Instructions for the task
The records below must be output exactly, without pictures.

[Data entries]

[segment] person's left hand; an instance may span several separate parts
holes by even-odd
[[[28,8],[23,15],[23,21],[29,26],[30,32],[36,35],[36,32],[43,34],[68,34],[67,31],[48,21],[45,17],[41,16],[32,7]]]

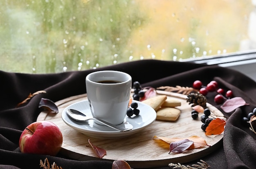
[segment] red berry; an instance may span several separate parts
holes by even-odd
[[[216,88],[218,88],[218,82],[217,82],[217,81],[215,81],[215,80],[213,80],[212,81],[211,81],[211,82],[210,83],[213,83],[215,85],[215,86],[216,87]]]
[[[208,90],[206,88],[202,88],[200,89],[199,92],[204,96],[206,96],[208,93]]]
[[[219,89],[218,89],[218,90],[217,90],[217,92],[218,93],[220,93],[221,94],[224,94],[224,90],[223,89],[222,89],[221,88],[220,88]]]
[[[206,86],[206,89],[209,92],[213,92],[216,90],[216,86],[213,83],[209,83]]]
[[[200,89],[203,83],[200,80],[196,80],[193,83],[193,88],[195,89]]]
[[[232,97],[233,97],[233,92],[231,90],[228,90],[226,93],[226,97],[227,98]]]
[[[214,97],[214,102],[218,104],[220,104],[223,103],[224,98],[220,94],[217,94]]]

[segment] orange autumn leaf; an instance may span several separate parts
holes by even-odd
[[[116,160],[113,162],[112,169],[131,169],[131,167],[126,162]]]
[[[205,129],[205,135],[220,134],[224,131],[226,121],[220,118],[213,120]]]
[[[89,143],[90,144],[90,145],[91,145],[91,146],[92,146],[92,147],[93,149],[93,150],[94,150],[95,154],[96,154],[96,155],[97,155],[97,156],[98,156],[99,158],[102,158],[102,157],[103,157],[104,156],[107,154],[107,152],[106,151],[106,150],[93,145],[90,141],[90,139],[88,140],[88,142],[89,142]]]
[[[168,144],[171,144],[172,143],[176,142],[177,141],[179,141],[184,139],[188,139],[194,142],[194,145],[191,146],[190,149],[200,149],[201,148],[202,148],[207,145],[210,146],[209,145],[207,145],[207,143],[206,143],[206,141],[205,141],[204,139],[196,136],[193,136],[186,138],[179,138],[177,137],[167,138],[164,137],[154,136],[153,138],[158,138],[160,140],[162,140]]]

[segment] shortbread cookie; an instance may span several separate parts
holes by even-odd
[[[175,121],[180,113],[180,110],[176,108],[162,107],[157,112],[157,120]]]
[[[162,107],[174,108],[175,107],[180,106],[180,105],[181,105],[181,102],[179,100],[169,97],[164,102]]]
[[[161,95],[148,99],[141,102],[149,105],[156,111],[167,99],[167,97],[166,95]]]

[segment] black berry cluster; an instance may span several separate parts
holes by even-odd
[[[134,100],[139,101],[140,98],[144,97],[145,92],[141,90],[141,86],[139,82],[137,81],[133,82],[132,88],[134,90],[134,94],[132,95]]]
[[[248,114],[247,117],[245,117],[243,118],[243,122],[244,122],[245,124],[249,124],[247,122],[251,120],[251,118],[254,115],[256,116],[256,108],[254,108],[252,112],[249,112],[249,114]]]
[[[137,116],[139,114],[139,110],[137,109],[138,103],[136,102],[132,103],[131,104],[130,107],[131,108],[128,108],[126,115],[128,117],[132,116],[133,114]],[[132,108],[133,109],[132,109]]]
[[[193,119],[196,119],[198,117],[198,112],[195,110],[193,110],[191,112],[191,116]],[[211,111],[208,108],[204,109],[204,114],[201,116],[201,121],[203,123],[201,126],[202,129],[204,132],[210,123],[214,119],[213,118],[209,118],[211,115]]]
[[[217,81],[213,80],[205,86],[203,86],[202,83],[200,80],[196,80],[193,83],[193,88],[199,90],[199,92],[204,96],[206,96],[209,92],[216,91],[218,94],[214,97],[214,102],[218,104],[222,103],[225,100],[227,99],[224,97],[230,98],[233,97],[233,92],[231,90],[228,90],[226,93],[224,90],[221,88],[218,88],[218,83]]]

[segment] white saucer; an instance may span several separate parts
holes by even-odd
[[[144,129],[152,123],[156,118],[156,112],[149,105],[141,102],[133,101],[138,103],[140,110],[138,116],[133,115],[131,117],[126,116],[124,123],[119,125],[126,128],[132,128],[131,130],[119,132],[108,126],[101,125],[94,123],[93,120],[85,122],[79,122],[71,119],[67,114],[67,109],[79,110],[88,116],[92,116],[88,100],[80,101],[72,104],[62,112],[61,117],[68,125],[89,136],[101,139],[117,139],[126,137]]]

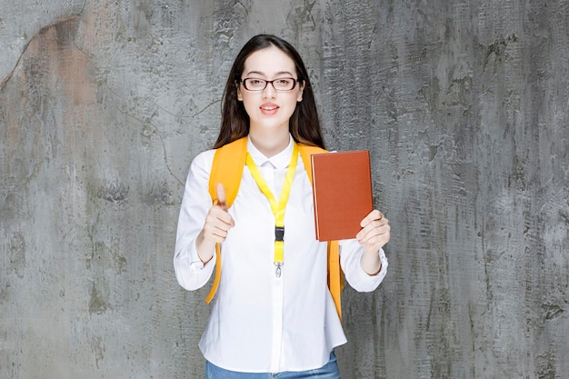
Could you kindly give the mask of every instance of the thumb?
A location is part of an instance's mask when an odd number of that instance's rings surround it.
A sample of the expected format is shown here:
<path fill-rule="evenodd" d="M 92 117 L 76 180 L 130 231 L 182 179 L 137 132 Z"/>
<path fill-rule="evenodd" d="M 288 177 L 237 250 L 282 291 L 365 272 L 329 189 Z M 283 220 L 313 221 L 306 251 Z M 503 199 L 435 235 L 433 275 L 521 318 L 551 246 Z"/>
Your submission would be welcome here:
<path fill-rule="evenodd" d="M 227 211 L 227 203 L 225 203 L 225 189 L 224 188 L 224 185 L 218 183 L 215 185 L 215 191 L 217 194 L 217 204 L 222 207 L 224 211 Z"/>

Exercise answer
[segment] person's left hand; an instance may span several separate parts
holes by even-odd
[[[28,8],[23,15],[23,21],[29,26],[30,32],[36,35],[36,32],[43,34],[68,34],[67,31],[48,21],[45,17],[41,16],[32,7]]]

[segment] red berry; an instance may span several separate parts
holes by even-odd
[[[216,88],[218,88],[218,82],[217,82],[217,81],[215,81],[215,80],[213,80],[212,81],[211,81],[211,82],[210,83],[213,83],[215,85],[215,86],[216,87]]]
[[[208,90],[206,88],[202,88],[200,89],[199,92],[204,96],[206,96],[208,93]]]
[[[219,89],[218,89],[218,90],[217,90],[217,92],[218,93],[220,93],[221,94],[224,94],[224,90],[223,89],[222,89],[221,88],[220,88]]]
[[[206,86],[206,89],[209,92],[213,92],[216,90],[216,86],[213,83],[209,83]]]
[[[200,89],[203,83],[200,80],[196,80],[193,83],[193,88],[195,89]]]
[[[232,97],[233,97],[233,92],[231,90],[228,90],[226,93],[226,97],[227,98]]]
[[[214,97],[214,102],[218,104],[220,104],[223,103],[224,98],[220,94],[217,94]]]

[segment] orange autumn leaf; an instance may span several separate parts
holes by even-odd
[[[116,160],[113,162],[112,169],[131,169],[131,167],[126,162]]]
[[[205,129],[205,135],[220,134],[224,131],[226,121],[220,118],[213,120]]]
[[[89,143],[90,144],[90,145],[91,145],[91,146],[92,146],[92,147],[93,149],[93,150],[94,150],[95,154],[96,154],[96,155],[97,155],[97,156],[98,156],[99,158],[102,158],[102,157],[103,157],[104,156],[107,154],[107,152],[106,151],[106,150],[93,145],[90,141],[90,139],[88,140],[88,142],[89,142]]]
[[[168,144],[171,144],[172,143],[176,142],[177,141],[179,141],[184,139],[188,139],[194,142],[194,145],[191,146],[190,149],[200,149],[201,148],[202,148],[207,145],[210,146],[209,145],[207,145],[207,143],[206,143],[206,141],[205,141],[204,139],[196,136],[193,136],[186,138],[179,138],[177,137],[167,138],[164,137],[154,136],[153,138],[158,138],[160,140],[162,140]]]

[segment] shortbread cookie; an instance may span several separate parts
holes by even-odd
[[[175,121],[180,113],[180,110],[176,108],[162,107],[157,112],[157,120]]]
[[[162,107],[174,108],[175,107],[180,106],[180,105],[181,105],[181,102],[179,100],[169,97],[164,102]]]
[[[161,95],[148,99],[141,102],[149,105],[156,111],[167,99],[167,97],[166,95]]]

[segment] black berry cluster; an instance may span several separate parts
holes by even-odd
[[[134,100],[139,101],[140,98],[144,97],[145,92],[141,90],[141,86],[139,82],[137,81],[133,82],[132,88],[134,90],[134,94],[132,95]]]
[[[248,114],[247,117],[245,117],[243,118],[243,122],[244,122],[245,124],[249,124],[247,122],[251,120],[251,118],[254,115],[256,116],[256,108],[254,108],[252,112],[249,112],[249,114]]]
[[[137,116],[139,114],[139,110],[137,109],[138,103],[136,102],[132,103],[131,104],[130,107],[131,108],[128,108],[126,115],[128,117],[132,116],[133,114]],[[132,108],[133,109],[132,109]]]
[[[193,119],[196,119],[198,117],[198,112],[195,110],[193,110],[191,112],[191,116]],[[211,111],[208,108],[204,109],[204,114],[201,116],[201,121],[203,123],[201,126],[202,129],[204,132],[210,123],[214,119],[213,118],[209,118],[211,115]]]
[[[217,81],[213,80],[205,86],[203,86],[202,83],[200,80],[196,80],[193,83],[193,88],[199,90],[199,92],[204,96],[206,96],[209,92],[216,91],[218,94],[214,97],[214,102],[218,104],[222,103],[225,100],[227,99],[224,97],[230,98],[233,97],[233,92],[231,90],[228,90],[226,93],[224,90],[221,88],[218,88],[218,83]]]

[segment] white saucer; an instance may span several separate parts
holes by even-odd
[[[144,129],[152,123],[156,118],[156,112],[149,105],[141,102],[133,101],[138,103],[140,110],[138,116],[133,115],[131,117],[126,116],[124,123],[119,125],[126,128],[132,128],[131,130],[119,132],[108,126],[101,125],[94,123],[93,120],[85,122],[79,122],[71,119],[67,114],[67,109],[79,110],[88,116],[92,116],[88,100],[80,101],[72,104],[62,112],[61,117],[68,125],[89,136],[101,139],[117,139],[126,137]]]

Could you kindly give the mask of every instance of the thumb?
A location is part of an instance's mask when an odd number of that instance's rings surround it.
A sample of the expected format is shown here:
<path fill-rule="evenodd" d="M 92 117 L 76 180 L 130 231 L 182 179 L 137 132 Z"/>
<path fill-rule="evenodd" d="M 288 177 L 237 250 L 282 291 L 365 272 L 329 189 Z M 283 220 L 313 221 L 306 251 Z M 503 199 L 435 235 L 433 275 L 521 318 L 551 246 Z"/>
Your submission would be welcome here:
<path fill-rule="evenodd" d="M 227 211 L 227 203 L 225 203 L 225 189 L 224 188 L 224 185 L 218 183 L 215 185 L 215 191 L 217 194 L 217 204 L 222 207 L 224 211 Z"/>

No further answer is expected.